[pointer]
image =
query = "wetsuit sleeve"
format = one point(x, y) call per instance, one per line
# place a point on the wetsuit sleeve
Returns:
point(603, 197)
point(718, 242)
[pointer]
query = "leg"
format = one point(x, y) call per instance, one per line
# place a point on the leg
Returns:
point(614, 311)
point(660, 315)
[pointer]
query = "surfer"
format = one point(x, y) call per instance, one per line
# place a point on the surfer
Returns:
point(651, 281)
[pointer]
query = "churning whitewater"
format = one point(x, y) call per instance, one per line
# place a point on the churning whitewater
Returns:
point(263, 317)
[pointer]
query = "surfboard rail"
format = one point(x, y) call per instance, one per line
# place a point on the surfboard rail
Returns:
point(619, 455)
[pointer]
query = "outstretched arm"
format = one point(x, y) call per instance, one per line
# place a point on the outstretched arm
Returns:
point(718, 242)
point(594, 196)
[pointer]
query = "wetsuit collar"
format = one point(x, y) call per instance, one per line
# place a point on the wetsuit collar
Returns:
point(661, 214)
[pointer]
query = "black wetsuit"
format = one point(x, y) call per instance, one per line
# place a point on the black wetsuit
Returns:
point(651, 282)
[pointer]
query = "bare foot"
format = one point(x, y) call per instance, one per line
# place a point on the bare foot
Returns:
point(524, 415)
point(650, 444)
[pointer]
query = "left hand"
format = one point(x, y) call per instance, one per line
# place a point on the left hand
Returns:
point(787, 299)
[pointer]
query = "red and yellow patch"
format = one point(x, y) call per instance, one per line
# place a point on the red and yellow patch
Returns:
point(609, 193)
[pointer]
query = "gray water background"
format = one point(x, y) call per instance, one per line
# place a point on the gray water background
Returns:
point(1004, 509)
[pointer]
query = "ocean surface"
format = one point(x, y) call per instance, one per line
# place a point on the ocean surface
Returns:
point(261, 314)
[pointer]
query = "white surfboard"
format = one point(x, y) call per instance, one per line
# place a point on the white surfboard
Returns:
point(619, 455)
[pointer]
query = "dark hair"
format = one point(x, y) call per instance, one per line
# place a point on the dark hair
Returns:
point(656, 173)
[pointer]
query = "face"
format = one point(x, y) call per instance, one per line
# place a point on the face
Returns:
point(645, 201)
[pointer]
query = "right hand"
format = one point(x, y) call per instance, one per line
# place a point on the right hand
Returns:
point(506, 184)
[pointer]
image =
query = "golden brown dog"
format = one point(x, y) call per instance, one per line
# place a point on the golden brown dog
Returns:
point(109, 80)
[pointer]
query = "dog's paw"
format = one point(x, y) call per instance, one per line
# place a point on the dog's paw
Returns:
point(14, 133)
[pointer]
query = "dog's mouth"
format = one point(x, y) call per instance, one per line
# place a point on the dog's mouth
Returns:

## ABOUT THIS EXERCISE
The lines in the records above that include the word "surface" must be copied out.

## SOLVED EXERCISE
query = "ocean surface"
# place a point on the ocean surface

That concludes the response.